* **EXERCISE OBJECTIVE**
Look through the entries. Copy each line that has the word "highway".

______

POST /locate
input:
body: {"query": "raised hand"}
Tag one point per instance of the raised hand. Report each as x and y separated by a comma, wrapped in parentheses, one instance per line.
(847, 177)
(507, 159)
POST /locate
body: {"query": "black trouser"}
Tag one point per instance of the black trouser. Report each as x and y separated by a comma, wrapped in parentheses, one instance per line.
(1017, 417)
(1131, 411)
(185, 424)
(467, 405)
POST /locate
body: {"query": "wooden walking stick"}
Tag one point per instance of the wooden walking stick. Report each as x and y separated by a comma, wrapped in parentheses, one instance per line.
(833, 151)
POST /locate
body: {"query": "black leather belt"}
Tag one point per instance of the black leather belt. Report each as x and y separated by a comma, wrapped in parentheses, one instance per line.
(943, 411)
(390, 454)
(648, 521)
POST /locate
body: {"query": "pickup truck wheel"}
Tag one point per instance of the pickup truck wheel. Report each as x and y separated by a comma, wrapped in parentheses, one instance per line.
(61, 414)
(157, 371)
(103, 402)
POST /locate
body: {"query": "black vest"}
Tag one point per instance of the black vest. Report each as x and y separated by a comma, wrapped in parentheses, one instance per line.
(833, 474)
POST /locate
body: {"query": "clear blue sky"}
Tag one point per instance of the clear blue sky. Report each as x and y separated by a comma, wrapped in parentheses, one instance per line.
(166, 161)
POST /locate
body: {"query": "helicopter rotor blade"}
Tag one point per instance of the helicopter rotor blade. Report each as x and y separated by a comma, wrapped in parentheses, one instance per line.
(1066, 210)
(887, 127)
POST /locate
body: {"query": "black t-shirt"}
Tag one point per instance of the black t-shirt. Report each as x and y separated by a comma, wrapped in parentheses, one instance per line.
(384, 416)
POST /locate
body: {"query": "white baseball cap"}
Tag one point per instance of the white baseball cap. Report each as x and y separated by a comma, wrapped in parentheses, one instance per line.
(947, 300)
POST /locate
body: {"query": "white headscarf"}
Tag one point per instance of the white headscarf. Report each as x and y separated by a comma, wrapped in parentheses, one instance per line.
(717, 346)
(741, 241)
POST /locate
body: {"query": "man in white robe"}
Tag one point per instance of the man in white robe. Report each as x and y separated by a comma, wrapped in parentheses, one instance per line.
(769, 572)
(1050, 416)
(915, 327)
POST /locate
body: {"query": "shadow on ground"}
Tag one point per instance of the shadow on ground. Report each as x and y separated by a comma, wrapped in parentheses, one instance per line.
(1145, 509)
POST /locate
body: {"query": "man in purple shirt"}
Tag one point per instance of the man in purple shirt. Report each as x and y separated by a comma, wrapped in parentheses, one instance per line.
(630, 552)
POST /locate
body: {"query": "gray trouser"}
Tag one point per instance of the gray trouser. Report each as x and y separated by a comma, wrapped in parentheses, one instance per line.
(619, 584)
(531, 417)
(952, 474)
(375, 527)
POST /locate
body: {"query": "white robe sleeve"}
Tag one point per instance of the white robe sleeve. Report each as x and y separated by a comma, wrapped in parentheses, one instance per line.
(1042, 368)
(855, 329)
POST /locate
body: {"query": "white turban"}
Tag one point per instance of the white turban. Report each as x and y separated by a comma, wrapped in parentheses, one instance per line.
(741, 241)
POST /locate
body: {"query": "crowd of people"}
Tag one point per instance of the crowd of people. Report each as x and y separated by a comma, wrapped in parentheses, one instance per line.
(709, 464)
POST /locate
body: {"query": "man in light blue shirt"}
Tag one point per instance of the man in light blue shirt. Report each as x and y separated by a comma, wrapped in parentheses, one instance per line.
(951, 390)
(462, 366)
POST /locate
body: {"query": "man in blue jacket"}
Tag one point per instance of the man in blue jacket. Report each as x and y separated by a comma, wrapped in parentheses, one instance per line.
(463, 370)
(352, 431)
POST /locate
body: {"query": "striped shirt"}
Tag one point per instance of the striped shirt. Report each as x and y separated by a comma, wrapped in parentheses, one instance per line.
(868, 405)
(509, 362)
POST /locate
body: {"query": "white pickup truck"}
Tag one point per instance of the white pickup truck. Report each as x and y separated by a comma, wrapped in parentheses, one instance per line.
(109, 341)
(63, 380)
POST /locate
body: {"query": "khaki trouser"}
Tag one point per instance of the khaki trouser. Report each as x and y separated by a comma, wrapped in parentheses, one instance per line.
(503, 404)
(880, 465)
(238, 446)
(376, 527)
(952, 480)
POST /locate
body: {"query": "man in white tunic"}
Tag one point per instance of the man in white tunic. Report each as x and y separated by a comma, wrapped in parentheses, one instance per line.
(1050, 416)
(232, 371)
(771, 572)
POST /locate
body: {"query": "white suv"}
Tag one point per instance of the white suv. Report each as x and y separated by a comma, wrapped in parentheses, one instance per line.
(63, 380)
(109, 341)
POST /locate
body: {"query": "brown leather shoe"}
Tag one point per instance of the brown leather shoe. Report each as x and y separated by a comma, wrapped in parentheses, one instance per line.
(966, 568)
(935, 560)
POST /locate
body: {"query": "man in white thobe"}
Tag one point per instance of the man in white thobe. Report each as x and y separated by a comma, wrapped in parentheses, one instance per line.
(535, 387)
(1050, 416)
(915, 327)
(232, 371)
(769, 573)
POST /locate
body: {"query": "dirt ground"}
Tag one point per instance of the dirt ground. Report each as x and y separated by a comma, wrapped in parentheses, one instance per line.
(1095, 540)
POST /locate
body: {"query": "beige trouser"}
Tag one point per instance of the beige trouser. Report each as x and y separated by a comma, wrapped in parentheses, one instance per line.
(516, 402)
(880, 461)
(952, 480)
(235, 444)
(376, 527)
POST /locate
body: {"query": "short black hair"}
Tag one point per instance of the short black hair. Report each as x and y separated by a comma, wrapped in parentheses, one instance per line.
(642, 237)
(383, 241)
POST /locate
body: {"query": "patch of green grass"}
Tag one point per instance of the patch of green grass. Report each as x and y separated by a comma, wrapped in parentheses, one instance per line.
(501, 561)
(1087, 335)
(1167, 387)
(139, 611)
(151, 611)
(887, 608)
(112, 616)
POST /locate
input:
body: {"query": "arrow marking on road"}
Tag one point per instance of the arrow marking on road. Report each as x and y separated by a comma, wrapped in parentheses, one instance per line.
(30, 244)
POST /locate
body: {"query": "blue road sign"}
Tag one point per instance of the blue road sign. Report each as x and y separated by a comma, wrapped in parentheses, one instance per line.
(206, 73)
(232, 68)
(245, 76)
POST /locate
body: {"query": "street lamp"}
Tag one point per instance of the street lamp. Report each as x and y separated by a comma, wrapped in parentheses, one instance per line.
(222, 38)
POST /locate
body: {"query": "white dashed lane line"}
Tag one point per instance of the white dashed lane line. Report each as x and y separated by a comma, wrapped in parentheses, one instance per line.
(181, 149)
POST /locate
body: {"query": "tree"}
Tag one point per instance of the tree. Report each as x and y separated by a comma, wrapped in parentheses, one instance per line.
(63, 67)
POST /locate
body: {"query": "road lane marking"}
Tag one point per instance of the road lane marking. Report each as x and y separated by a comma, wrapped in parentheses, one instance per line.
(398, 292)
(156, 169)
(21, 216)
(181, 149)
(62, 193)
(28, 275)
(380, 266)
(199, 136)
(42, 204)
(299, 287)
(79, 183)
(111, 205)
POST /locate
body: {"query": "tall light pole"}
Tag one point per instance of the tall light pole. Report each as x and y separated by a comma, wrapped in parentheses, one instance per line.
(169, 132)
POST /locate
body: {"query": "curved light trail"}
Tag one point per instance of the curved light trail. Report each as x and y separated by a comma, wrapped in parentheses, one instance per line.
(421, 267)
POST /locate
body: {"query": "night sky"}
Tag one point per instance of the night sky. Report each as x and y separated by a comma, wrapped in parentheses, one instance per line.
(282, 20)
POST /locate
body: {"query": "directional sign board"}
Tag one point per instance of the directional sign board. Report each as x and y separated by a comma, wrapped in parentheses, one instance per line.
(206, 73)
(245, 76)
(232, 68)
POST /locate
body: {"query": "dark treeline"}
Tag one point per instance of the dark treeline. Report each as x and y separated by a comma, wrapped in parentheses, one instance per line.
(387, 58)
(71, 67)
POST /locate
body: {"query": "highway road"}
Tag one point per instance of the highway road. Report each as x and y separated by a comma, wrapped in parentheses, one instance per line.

______

* **RESULT OF THE EXERCISE**
body: {"query": "highway road"}
Tag one point per instance of the highway road. Report each as x and y separated by a comma, wrapped in parentheses, one instance per line.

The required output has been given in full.